Pull out each line of the rows below that contains the string "fish", matching case, and copy those lines unchanged.

>>

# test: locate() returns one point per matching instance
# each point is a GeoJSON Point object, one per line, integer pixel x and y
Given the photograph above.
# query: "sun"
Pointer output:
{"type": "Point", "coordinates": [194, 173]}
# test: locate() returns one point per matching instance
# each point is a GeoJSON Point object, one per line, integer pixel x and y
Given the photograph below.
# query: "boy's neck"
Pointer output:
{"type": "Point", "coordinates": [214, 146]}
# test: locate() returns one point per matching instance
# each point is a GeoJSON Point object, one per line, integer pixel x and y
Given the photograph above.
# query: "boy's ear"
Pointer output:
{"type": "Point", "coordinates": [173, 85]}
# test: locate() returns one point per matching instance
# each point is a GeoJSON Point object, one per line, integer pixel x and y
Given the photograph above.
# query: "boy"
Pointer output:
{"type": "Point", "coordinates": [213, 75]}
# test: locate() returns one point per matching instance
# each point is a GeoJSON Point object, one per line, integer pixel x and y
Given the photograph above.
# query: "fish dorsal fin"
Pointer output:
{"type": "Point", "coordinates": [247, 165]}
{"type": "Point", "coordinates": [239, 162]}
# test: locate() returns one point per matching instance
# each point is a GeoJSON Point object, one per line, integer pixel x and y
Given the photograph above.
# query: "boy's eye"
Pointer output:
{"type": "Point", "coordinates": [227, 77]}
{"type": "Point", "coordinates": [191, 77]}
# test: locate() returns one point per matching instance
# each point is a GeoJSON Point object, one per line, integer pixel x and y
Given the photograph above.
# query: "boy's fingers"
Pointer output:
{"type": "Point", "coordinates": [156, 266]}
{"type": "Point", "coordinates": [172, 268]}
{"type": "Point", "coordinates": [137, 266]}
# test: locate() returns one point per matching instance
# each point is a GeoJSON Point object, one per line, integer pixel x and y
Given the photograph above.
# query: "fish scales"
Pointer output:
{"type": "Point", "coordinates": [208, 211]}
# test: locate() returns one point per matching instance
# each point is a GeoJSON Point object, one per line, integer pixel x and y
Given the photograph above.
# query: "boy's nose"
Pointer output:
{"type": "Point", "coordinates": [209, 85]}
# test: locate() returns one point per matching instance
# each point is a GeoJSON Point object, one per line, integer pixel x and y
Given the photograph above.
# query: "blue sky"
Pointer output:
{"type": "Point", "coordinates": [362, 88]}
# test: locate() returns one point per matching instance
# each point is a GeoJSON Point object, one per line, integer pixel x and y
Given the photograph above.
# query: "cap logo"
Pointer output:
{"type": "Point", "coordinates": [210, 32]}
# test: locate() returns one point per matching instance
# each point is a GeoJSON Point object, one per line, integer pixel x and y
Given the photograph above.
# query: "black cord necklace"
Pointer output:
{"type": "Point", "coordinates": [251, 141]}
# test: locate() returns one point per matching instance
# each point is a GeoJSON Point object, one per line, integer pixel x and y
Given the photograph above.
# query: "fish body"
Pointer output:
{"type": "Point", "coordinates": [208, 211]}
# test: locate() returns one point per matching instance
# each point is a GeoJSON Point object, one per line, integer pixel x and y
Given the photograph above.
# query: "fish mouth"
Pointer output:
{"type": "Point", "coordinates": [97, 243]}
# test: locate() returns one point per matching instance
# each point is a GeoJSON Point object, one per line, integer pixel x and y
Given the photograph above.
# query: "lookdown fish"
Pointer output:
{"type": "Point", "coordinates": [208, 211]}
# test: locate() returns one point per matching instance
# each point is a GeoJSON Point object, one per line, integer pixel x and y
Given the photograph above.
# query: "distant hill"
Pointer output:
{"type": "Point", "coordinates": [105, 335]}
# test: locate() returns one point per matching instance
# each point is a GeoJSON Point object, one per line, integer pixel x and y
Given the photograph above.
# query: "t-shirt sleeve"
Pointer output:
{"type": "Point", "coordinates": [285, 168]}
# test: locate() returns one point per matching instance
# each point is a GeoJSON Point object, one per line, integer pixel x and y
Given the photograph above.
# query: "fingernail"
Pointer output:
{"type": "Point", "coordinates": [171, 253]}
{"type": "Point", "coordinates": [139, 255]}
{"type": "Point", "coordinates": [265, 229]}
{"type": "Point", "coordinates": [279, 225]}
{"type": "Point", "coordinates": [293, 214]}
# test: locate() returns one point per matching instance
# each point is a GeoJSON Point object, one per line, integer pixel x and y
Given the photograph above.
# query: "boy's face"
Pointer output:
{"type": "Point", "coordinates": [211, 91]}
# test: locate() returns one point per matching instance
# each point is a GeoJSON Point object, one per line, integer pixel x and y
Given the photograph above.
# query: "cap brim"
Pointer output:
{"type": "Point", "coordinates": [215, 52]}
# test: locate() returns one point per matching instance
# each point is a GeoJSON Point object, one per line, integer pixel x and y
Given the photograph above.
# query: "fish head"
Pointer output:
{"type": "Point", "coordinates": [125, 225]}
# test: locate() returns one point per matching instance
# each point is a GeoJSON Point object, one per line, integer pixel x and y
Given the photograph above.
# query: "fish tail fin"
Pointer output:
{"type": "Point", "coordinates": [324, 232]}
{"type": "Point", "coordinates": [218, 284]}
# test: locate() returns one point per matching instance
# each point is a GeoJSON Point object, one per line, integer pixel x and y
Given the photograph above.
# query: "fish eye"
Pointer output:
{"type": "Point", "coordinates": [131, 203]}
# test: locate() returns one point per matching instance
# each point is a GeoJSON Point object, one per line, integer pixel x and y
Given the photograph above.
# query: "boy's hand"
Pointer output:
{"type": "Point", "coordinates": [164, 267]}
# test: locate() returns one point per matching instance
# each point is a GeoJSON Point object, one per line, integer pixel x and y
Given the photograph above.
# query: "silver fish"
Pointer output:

<<

* _Answer to the problem_:
# query: "fish dorsal fin"
# query: "fish scales"
# query: "fish body"
# query: "fish mouth"
# query: "lookdown fish"
# query: "fish head"
# query: "fish tail fin"
# query: "fish eye"
# query: "silver fish"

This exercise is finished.